TASK ITEM:
Answer these questions from the Skyh Black biography:
1. Under what name did Black release his 2016 single "Overdose"?
2. What character did he play in All the Queen's Men?
3. In what place did Black and KJ Smith marry?

EXCERPTED PASSAGE:
- Born: Alvester Martin February 16, 1988 (age 38) Miami, Florida, U.S.
- Other name: Alvester Martin III
- Occupations: Actor; model; singer;
- Years active: 2000–present
- Spouse: KJ Smith ​(m. 2023)​

= Skyh Black =

American actor and model (born 1988)

Skyh Alvester Black (born February 16, 1988) is an American actor, dancer and model, known for his role in the BET+ drama series, All the Queen's Men.

==Life and career==
Black was born Alvester Martin and raised by his grandparents in Miami, Florida. He took an interest in dance at three years old while watching Michael Jackson videos on television. He attended New World School of the Arts in Downtown Miami and later School of American Ballet in New York. Black later moved to Los Angeles and worked as a backup dancer for Rihanna, Mariah Carey and Beyonce. After appearing in Michael Jackson's posthumous music video "A Place with No Name", choreographer Debbie Allen pushed Black, who was homeless at the time, into acting. In 2016, Black released his debut R&B single and music video "Overdose" under the name Alv3ster. In 2017, he starred in the Vivica A. Fox Lifetime reality series, Vivica's Black Magic about her creation of all-male exotic dance group, and the following year, appeared in a small role in her film Kinky.

From 2020 to 2021, Black had a recurring role in the BET comedy-drama series, Sistas as Novi Brown's character love interest. In 2021, he was cast in a series regular role as Amp "Addiction" Anthony in the BET+ drama series, All the Queen's Men. Also in 2021, he starred in the Allblk legal drama series, Lace. He played his first leading film role in the 2022 thriller Stranger Next Door for Lifetime. In 2023, Black starred and co-executive produced BET+ thriller film Love Marry Kill and the Holiday romantic drama Christmas Angel He also starred and executive produced the romantic comedy-drama film, A Haitian Wedding.

==Personal life==
In 2023, Black married actress KJ Smith, they first met together on the set of Sistas in 2020. They married on September 3, 2023, in Malibu. In May 2025, Black and Smith announced that they were expecting their first child. In August 2025, Black and Smith revealed to People that they moved from Los Angeles to Stone Mountain, Georgia to be closer to their families because both their families are on the East Coast. Their 10,400 sq. ft. property was built in 1976 which consists of five bedrooms, seven bathrooms, an indoor pool, a theater, bar, and gym.

RECORD SET:
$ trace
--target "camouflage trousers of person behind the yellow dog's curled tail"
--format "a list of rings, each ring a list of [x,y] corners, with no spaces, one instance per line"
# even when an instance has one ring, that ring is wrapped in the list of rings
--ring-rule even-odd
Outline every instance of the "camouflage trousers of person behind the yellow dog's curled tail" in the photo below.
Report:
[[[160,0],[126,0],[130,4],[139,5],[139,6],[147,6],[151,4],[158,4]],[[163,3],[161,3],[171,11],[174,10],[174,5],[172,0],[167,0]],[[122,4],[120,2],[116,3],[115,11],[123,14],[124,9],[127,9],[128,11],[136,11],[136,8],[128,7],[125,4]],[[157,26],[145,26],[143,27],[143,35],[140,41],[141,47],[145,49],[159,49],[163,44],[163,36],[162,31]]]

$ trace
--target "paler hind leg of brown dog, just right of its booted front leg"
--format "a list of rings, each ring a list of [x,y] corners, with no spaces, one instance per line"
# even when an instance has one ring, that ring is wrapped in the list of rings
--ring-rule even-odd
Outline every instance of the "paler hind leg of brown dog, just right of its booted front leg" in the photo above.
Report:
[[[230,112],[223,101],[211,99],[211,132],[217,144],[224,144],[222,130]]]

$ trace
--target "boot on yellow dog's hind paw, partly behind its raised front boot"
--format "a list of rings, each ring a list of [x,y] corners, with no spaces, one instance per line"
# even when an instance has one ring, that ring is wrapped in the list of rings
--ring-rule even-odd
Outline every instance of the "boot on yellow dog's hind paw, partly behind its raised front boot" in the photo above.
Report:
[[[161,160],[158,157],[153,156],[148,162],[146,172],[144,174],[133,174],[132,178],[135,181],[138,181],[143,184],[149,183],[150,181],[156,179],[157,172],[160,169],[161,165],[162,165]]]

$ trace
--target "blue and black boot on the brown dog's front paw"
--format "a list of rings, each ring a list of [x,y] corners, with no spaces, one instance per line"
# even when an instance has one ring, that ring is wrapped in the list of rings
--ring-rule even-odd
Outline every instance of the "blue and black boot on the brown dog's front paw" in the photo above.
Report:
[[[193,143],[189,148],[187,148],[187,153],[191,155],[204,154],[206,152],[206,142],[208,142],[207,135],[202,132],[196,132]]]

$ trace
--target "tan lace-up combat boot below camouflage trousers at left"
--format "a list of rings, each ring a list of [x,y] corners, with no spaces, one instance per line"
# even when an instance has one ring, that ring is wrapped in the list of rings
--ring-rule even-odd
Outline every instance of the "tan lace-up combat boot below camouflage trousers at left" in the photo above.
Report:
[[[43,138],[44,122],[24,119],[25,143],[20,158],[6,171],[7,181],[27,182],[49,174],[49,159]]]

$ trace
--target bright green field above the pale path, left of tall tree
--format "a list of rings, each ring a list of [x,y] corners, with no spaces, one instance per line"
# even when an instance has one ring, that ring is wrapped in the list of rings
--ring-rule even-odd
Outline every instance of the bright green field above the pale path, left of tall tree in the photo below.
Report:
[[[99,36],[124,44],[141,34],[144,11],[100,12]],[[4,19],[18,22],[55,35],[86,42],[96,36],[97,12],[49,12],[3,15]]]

RESULT FOR THIS TASK:
1. Alv3ster
2. Amp "Addiction" Anthony
3. Malibu